*Requirement 1*.
Copy out the entries word for word, starting at the line containing "Expected behaviour: for every instance of the teal" and ending at the last line of the entries.

*Document section*.
/shadowmire

Sync PyPI (or plain HTTP(S) PyPI mirrors using Shadowmire) with a lightweight and easy approach

Primary LanguagePythonApache License 2.0Apache-2.0

Shadowmire

Shadowmire syncs PyPI (or plain HTTP(S) PyPI mirrors using Shadowmire) with a lightweight and easy approach.

Requires Python 3.11+.

Docs

Background

Bandersnatch is the recommended solution to sync from PyPI. However, it has these 2 issues that haven't been solved for a long time:

  • Bandersnatch does not support removing packages that have been removed from upstream, making it easier to be the target of supply chain attack.
  • The upstream must implement XML-RPC APIs, which is not acceptable for most mirror sites.

Shadowmire is a light solution to these issues.

Syncing Protocol

From PyPI

PyPI's XML-RPC APIs have list_packages_with_serial() method to list ALL packages with "serial" (you could consider it as a version integer that just increases every few moments). changelog_last_serial() and changelog_since_serial() are NOT used as they could not handle package deletion. Local packages not in the list result are removed.

Results from list_packages_with_serial() are stored in remote.json. local.db is a sqlite database which just stores every local package name and its local serial. local.json is dumped from local.db for downstream cosumption.

[Excerpts from a point-labeling dataset]
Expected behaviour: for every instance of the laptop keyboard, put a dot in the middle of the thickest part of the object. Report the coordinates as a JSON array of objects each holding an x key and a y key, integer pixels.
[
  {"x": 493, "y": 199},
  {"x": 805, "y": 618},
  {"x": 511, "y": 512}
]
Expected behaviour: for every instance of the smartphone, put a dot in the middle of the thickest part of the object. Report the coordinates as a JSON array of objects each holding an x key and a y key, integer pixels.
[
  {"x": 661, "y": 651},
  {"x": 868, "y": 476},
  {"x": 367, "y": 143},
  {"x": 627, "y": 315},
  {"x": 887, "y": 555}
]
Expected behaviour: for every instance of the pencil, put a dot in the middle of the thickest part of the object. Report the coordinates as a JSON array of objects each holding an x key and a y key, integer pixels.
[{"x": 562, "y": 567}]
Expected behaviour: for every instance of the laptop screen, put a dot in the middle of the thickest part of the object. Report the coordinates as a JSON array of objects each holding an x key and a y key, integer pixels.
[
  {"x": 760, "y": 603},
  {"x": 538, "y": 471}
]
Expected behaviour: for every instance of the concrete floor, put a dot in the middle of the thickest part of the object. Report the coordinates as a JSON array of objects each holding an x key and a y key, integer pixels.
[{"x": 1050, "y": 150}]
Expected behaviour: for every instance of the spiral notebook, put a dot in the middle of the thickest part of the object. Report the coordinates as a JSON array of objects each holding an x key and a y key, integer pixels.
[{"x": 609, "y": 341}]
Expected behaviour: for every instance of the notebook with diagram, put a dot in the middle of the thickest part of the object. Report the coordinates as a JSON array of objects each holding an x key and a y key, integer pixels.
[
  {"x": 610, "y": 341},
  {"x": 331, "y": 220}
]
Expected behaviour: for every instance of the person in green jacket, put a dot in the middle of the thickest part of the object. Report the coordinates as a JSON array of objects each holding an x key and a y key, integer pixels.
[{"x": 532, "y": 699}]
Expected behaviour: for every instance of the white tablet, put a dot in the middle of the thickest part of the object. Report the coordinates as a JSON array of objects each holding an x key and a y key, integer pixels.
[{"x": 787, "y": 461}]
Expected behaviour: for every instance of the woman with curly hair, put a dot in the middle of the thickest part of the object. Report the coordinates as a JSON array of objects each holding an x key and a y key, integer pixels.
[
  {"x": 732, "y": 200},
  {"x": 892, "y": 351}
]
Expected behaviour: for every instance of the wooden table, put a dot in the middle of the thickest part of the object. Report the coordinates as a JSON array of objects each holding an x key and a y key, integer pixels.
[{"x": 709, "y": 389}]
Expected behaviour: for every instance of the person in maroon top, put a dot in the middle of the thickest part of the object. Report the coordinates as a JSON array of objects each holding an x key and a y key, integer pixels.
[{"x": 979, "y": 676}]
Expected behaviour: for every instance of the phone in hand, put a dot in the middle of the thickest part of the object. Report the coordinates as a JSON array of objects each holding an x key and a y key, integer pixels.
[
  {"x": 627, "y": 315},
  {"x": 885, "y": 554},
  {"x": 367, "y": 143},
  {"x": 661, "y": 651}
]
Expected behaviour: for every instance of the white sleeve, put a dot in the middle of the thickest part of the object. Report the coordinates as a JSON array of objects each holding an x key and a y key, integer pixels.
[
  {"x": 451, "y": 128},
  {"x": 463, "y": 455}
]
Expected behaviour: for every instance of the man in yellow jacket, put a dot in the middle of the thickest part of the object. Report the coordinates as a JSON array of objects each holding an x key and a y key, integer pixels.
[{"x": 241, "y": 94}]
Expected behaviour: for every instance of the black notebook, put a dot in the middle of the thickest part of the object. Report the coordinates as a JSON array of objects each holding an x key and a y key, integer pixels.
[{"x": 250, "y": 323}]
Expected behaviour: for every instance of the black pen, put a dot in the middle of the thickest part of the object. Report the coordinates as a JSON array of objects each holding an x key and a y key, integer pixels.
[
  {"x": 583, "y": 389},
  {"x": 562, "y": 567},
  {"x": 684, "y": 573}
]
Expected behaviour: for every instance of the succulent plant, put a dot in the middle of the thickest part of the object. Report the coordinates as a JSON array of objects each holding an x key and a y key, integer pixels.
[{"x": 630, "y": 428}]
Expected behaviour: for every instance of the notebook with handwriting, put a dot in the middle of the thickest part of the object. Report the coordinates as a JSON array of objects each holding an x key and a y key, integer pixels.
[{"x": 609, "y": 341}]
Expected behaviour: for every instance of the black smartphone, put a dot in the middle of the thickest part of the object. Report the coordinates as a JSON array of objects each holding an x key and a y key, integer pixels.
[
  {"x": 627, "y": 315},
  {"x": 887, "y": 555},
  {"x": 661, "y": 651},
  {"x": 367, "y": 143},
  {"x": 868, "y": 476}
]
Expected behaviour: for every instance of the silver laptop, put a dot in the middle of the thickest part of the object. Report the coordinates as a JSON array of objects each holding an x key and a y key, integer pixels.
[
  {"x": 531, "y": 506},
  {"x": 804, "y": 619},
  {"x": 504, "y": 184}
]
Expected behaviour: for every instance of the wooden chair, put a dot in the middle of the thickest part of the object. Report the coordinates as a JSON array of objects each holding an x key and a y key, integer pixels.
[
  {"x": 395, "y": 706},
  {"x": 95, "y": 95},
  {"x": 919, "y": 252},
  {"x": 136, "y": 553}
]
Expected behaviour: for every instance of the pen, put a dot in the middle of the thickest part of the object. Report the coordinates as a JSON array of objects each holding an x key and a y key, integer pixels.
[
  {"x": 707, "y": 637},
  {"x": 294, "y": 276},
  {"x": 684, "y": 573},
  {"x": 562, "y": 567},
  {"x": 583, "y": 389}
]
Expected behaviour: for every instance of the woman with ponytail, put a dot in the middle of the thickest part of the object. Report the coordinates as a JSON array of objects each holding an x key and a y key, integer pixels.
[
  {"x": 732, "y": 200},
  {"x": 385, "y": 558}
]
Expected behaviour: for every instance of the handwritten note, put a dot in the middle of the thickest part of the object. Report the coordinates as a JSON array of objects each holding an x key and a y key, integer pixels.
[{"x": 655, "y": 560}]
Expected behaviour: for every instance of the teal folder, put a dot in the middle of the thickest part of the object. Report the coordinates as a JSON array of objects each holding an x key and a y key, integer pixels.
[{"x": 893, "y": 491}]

*Requirement 2*.
Quote the Shadowmire page word for word, in full.

*Correct response 1*.
Expected behaviour: for every instance of the teal folder, put a dot in the middle of the thickest part of the object. Report the coordinates as a JSON array of objects each holding an x key and a y key, integer pixels.
[{"x": 893, "y": 491}]

*Correct response 2*.
/shadowmire

Sync PyPI (or plain HTTP(S) PyPI mirrors using Shadowmire) with a lightweight and easy approach

Primary LanguagePythonApache License 2.0Apache-2.0

Shadowmire

Shadowmire syncs PyPI (or plain HTTP(S) PyPI mirrors using Shadowmire) with a lightweight and easy approach.

Requires Python 3.11+.

Docs

Background

Bandersnatch is the recommended solution to sync from PyPI. However, it has these 2 issues that haven't been solved for a long time:

  • Bandersnatch does not support removing packages that have been removed from upstream, making it easier to be the target of supply chain attack.
  • The upstream must implement XML-RPC APIs, which is not acceptable for most mirror sites.

Shadowmire is a light solution to these issues.

Syncing Protocol

From PyPI

PyPI's XML-RPC APIs have list_packages_with_serial() method to list ALL packages with "serial" (you could consider it as a version integer that just increases every few moments). changelog_last_serial() and changelog_since_serial() are NOT used as they could not handle package deletion. Local packages not in the list result are removed.

Results from list_packages_with_serial() are stored in remote.json. local.db is a sqlite database which just stores every local package name and its local serial. local.json is dumped from local.db for downstream cosumption.